----- PAGE EXCERPT

Cancer rehabilitation is the process of helping people with cancer regain or maintain physical, psychological, and social function; health-related quality of life is the multidimensional measurement of how cancer and its treatment affect a person's functioning and wellbeing.

Scope

This entry covers the concept of cancer rehabilitation, common cancer- and treatment-related impairments, the meaning and measurement of health-related quality of life, and models for delivering rehabilitative care. It is a reference overview and does not prescribe exercise programmes, rehabilitation regimens, or individual treatment plans.

Core questions

  • What impairments does cancer and its treatment commonly cause?
  • What does cancer rehabilitation aim to achieve?
  • How is health-related quality of life defined and measured?
  • How can rehabilitative care be organised across the cancer trajectory?

Key concepts

  • Impairment-driven rehabilitation
  • Health-related quality of life
  • Patient-reported outcome measures
  • Cancer-related fatigue and deconditioning
  • Prospective surveillance model
  • Function and independence as care goals

Mechanisms

Cancer and its treatments can impair function through many pathways: surgery and radiotherapy can cause tissue damage, lymphedema, and restricted movement; chemotherapy and other systemic therapies can cause neuropathy, fatigue, and deconditioning; and disease progression itself can reduce mobility and independence. Rehabilitation identifies these impairments and applies physical, occupational, and other therapies to restore or maintain function. Health-related quality of life captures the net effect on physical, emotional, role, and social functioning, measured through validated patient-reported instruments such as the EORTC QLQ-C30 (Aaronson, 1993).

----------
----- SOURCE INFORMATION

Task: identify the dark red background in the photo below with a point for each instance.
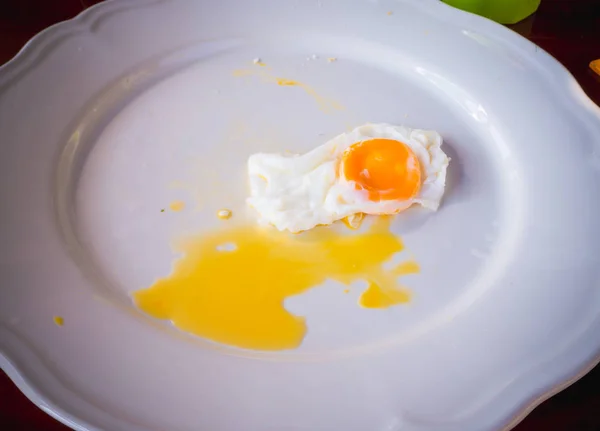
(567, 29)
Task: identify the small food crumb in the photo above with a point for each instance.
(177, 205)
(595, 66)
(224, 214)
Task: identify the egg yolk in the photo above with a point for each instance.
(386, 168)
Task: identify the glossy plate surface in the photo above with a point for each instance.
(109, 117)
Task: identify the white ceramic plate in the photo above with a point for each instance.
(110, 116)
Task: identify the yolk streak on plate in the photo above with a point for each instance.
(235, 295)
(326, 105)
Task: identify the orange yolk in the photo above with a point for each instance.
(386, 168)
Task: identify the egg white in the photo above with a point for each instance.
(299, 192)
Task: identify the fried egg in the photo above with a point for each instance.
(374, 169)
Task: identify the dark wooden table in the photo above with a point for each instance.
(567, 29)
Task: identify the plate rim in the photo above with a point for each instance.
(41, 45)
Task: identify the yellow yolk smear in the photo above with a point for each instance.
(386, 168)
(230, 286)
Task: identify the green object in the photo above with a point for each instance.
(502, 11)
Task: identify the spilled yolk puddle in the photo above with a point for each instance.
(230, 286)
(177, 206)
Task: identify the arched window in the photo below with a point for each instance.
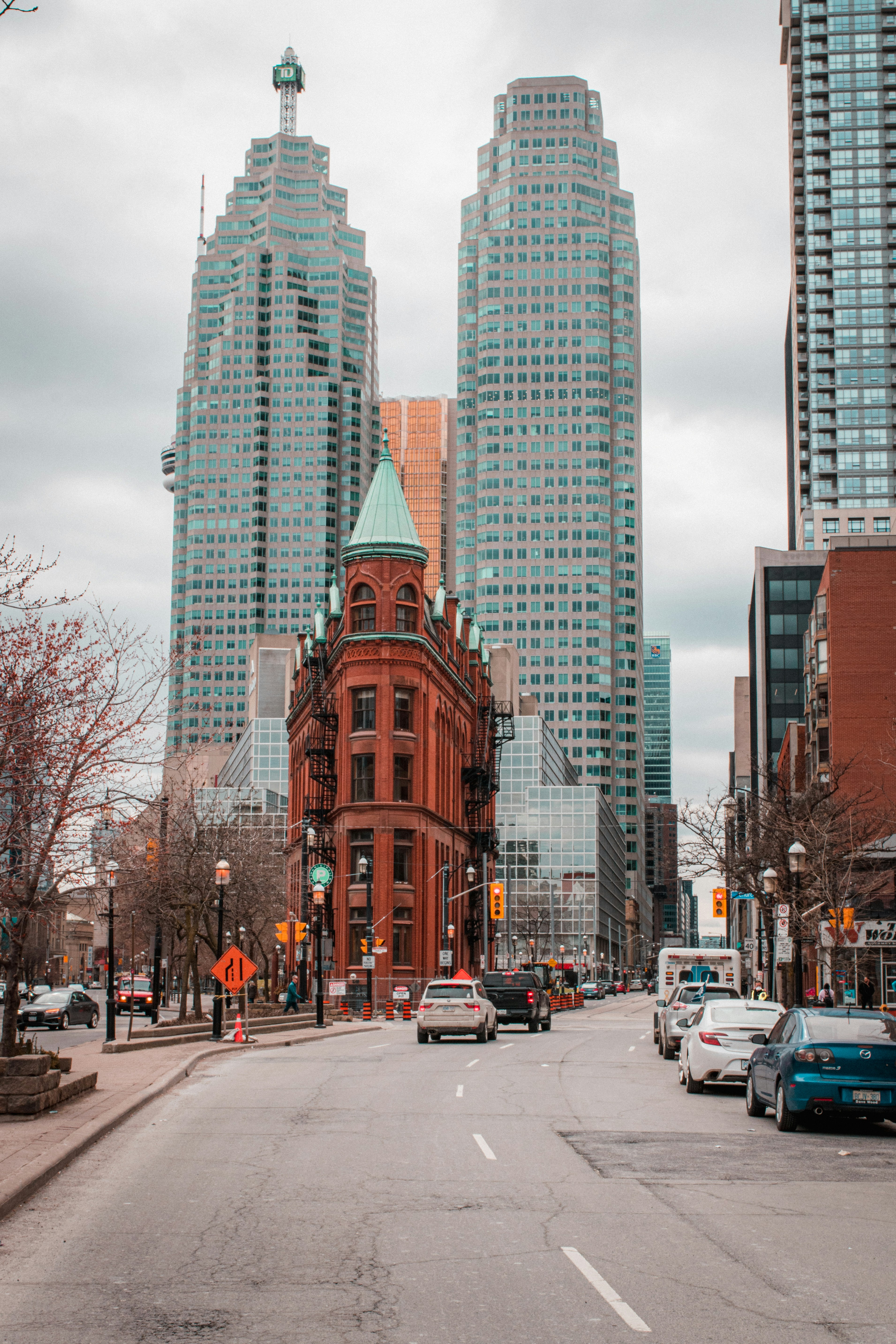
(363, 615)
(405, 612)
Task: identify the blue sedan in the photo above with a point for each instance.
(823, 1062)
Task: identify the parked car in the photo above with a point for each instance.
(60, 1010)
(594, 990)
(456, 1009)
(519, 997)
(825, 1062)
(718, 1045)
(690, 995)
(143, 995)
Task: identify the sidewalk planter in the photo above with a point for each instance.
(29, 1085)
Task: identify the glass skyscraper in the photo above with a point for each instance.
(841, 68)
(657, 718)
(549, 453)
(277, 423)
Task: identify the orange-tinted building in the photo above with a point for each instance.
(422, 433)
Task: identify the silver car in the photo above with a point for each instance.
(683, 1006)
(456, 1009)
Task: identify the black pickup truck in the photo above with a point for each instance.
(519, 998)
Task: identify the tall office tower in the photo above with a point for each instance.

----------
----- SOURCE INFORMATION

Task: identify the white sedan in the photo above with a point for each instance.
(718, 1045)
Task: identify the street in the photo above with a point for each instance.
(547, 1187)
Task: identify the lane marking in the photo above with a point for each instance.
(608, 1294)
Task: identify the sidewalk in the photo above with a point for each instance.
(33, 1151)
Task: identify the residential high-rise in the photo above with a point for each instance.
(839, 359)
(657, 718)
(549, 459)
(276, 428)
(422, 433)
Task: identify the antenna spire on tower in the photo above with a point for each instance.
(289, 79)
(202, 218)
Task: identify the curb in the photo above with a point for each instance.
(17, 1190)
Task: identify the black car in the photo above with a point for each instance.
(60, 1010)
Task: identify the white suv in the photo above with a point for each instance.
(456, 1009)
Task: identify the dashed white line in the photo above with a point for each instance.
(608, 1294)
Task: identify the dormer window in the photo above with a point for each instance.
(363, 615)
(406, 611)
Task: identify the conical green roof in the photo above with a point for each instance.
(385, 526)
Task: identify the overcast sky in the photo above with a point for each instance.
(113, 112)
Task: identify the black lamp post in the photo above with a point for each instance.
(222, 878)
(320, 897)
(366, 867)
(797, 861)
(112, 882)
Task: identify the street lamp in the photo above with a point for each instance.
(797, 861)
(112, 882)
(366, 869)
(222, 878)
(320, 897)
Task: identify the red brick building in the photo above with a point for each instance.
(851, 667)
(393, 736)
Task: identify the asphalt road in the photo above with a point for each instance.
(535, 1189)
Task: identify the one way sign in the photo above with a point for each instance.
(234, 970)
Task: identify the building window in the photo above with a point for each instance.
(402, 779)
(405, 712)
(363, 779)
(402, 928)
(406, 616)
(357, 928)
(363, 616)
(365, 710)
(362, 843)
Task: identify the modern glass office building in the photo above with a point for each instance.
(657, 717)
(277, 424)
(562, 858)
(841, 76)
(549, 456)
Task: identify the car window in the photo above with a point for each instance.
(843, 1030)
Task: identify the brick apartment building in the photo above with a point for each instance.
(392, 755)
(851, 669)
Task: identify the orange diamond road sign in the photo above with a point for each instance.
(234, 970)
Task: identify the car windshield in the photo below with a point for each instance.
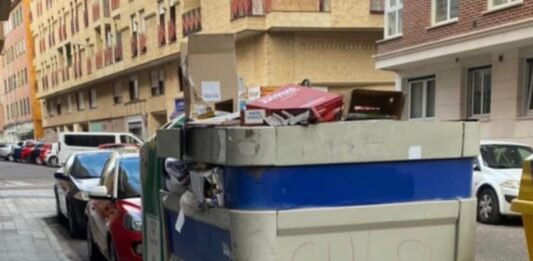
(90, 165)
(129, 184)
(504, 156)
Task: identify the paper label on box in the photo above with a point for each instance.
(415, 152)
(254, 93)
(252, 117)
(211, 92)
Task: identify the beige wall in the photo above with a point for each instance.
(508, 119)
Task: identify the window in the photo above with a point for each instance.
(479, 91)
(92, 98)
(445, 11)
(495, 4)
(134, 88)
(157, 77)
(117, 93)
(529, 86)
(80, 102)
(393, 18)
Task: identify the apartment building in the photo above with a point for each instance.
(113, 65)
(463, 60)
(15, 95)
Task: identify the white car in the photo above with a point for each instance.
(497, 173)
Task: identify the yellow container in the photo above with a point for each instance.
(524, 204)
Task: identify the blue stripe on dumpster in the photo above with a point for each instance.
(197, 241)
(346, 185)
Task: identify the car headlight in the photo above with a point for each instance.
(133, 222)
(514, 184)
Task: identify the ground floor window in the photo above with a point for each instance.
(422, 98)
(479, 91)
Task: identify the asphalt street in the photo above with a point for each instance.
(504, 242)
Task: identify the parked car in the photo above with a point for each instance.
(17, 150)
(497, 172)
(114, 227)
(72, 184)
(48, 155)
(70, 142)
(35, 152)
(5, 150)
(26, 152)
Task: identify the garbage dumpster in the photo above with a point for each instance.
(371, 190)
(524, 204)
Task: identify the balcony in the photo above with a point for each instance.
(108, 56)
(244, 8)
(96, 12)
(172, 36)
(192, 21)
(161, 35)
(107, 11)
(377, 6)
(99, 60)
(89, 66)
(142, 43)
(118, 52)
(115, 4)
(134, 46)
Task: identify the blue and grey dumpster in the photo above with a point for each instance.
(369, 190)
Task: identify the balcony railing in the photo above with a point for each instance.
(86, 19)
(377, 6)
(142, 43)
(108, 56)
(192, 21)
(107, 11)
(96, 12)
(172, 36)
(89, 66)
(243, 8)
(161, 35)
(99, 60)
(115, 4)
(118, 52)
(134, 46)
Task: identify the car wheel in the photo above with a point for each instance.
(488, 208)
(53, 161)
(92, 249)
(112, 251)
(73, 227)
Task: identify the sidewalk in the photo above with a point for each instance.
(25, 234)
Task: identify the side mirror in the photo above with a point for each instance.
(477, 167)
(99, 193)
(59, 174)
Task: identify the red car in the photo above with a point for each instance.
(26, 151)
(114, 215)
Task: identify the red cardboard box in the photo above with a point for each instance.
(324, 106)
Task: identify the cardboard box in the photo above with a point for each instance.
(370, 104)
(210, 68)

----------
----- SOURCE INFORMATION

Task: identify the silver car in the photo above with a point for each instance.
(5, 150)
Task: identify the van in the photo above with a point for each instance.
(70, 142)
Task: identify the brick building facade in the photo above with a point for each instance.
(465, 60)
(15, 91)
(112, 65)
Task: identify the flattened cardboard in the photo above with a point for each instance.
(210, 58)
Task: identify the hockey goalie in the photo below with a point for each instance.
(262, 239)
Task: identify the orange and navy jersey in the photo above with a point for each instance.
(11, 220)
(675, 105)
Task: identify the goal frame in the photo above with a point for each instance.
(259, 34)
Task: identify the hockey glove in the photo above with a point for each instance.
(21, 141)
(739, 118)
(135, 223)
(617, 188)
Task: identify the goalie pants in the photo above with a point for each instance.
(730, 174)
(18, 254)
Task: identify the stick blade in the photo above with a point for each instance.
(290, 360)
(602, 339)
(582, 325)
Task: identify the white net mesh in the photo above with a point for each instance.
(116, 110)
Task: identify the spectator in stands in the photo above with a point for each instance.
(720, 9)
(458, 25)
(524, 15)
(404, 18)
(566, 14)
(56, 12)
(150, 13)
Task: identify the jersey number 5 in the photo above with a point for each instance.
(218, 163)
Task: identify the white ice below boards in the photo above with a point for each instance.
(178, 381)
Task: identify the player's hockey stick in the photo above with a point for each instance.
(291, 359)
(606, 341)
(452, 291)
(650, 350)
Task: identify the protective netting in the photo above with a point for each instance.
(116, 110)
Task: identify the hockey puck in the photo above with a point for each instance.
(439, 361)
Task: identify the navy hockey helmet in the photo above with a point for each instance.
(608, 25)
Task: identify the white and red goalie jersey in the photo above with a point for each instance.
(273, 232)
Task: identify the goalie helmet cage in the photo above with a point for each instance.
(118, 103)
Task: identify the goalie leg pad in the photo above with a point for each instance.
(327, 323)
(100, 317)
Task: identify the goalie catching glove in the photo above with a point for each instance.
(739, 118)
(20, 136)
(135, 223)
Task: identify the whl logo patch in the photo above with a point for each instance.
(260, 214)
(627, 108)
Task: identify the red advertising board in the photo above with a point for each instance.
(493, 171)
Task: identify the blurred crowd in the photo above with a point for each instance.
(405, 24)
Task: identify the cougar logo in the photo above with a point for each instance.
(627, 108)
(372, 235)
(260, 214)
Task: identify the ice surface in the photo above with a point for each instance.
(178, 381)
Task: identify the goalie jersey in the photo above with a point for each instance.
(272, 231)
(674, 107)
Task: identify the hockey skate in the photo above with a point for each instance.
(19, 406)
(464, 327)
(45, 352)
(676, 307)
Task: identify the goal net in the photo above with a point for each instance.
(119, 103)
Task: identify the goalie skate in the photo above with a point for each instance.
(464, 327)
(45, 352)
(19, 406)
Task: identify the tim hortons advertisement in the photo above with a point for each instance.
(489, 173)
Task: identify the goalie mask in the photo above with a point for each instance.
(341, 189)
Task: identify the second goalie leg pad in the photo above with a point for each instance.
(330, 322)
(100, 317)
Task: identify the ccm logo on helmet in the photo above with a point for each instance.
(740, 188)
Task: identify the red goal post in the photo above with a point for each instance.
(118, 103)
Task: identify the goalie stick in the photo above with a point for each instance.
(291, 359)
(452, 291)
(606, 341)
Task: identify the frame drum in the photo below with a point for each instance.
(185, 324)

----------

## WORK TO COMPLETE
A - List the key concepts named in the cancer rehabilitation entry.
B - Revise the part of the cancer rehabilitation entry that opens with the words "This entry covers" and closes with "the cancer trajectory?", putting "general summary" in place of "reference overview".

## SOLUTIONS TO THE TASKS
A -
- Impairment-driven rehabilitation
- Health-related quality of life
- Patient-reported outcome measures
- Cancer-related fatigue and deconditioning
- Prospective surveillance model
- Function and independence as care goals

B -
This entry covers the concept of cancer rehabilitation, common cancer- and treatment-related impairments, the meaning and measurement of health-related quality of life, and models for delivering rehabilitative care. It is a general summary and does not prescribe exercise programmes, rehabilitation regimens, or individual treatment plans.

Core questions

  • What impairments does cancer and its treatment commonly cause?
  • What does cancer rehabilitation aim to achieve?
  • How is health-related quality of life defined and measured?
  • How can rehabilitative care be organised across the cancer trajectory?